#### Required actions:
a – From the passage about the Innisfree poem, return the words starting with "He remembers Innisfree" and going on through "songwriter Dick Farrelly.".
b – Using the passage about the Innisfree poem, say yes or no to whether each statement agrees with it, and quote the words that decide each one. (i) The poem first appeared in the National Observer in 1890. (ii) The poem contains direct references to mysticism and the occult. (iii) Dick Farrelly wrote the song "Isle of Innisfree."
c – According to the passage about the Innisfree poem, besides the United Kingdom, in what country did the poem find critical success?

## BEGIN Selected passage

The "Lake Isle of Innisfree" is a poem written by William Butler Yeats in 1888. The poem was published first in the National Observer in 1890 and reprinted The Countess Kathleen and Various Legends and Lyrics in 1892. One of Yeats's earlier poems, "The Lake Isle of Innisfree" was an attempt to create a form of poetry that was Irish in origin rather than one that adhered to the standards set by English poets and critics. [1] The poem, unlike many others from the era, does not contain direct references to mysticism and the occult, yet it received critical success in the United Kingdom as well as in France.[2]

He remembers Innisfree as a utopia that would supply all his needs. His memory tricks him into thinking it had a beautiful summer climate all year round.

Lake Isle of Innisfree is not to be confused with the song, "The Isle of Innisfree". Although the two works share a similar title they are completely different and original in their own right but are very often mistakenly thought to be one in the same. The song "Isle of Innisfree" was written by Irish songwriter Dick Farrelly.

## END Selected passage
## BEGIN Record list

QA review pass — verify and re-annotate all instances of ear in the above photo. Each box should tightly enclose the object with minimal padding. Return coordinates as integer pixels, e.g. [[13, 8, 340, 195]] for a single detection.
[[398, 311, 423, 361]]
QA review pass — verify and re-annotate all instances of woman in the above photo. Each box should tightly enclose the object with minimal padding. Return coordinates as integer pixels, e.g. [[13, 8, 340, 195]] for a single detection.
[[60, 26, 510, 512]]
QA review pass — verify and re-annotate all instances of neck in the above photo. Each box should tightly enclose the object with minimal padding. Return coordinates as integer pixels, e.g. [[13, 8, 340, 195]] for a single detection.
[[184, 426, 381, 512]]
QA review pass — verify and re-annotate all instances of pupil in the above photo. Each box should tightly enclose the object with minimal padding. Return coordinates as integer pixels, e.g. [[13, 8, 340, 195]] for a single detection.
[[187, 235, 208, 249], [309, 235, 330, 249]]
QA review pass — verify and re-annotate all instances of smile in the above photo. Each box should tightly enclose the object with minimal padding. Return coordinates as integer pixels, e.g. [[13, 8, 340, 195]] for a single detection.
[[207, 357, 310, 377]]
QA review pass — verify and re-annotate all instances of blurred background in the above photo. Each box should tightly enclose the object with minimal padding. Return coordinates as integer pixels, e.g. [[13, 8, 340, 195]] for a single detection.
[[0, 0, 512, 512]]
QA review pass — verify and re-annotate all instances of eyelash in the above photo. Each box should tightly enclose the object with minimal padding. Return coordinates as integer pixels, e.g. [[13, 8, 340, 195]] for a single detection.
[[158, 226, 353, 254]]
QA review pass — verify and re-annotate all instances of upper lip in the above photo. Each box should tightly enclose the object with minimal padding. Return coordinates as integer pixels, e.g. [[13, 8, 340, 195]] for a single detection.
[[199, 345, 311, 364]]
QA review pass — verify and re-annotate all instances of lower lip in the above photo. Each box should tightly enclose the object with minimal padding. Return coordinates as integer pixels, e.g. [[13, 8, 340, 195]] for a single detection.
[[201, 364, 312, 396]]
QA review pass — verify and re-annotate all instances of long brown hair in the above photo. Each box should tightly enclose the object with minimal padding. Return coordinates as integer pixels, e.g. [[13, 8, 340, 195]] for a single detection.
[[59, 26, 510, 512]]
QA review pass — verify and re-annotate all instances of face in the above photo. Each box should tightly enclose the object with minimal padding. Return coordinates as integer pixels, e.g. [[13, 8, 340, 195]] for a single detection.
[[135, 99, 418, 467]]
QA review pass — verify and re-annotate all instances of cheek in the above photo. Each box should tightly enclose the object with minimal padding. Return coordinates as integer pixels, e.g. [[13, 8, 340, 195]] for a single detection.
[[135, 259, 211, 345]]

## END Record list

#### Answers by task:
a –
He remembers Innisfree as a utopia that would supply all his needs. His memory tricks him into thinking it had a beautiful summer climate all year round.

Lake Isle of Innisfree is not to be confused with the song, "The Isle of Innisfree". Although the two works share a similar title they are completely different and original in their own right but are very often mistakenly thought to be one in the same. The song "Isle of Innisfree" was written by Irish songwriter Dick Farrelly.

b –
(i) Yes: "The poem was published first in the National Observer in 1890"
(ii) No: "does not contain direct references to mysticism and the occult"
(iii) Yes: "The song "Isle of Innisfree" was written by Irish songwriter Dick Farrelly."

c – France.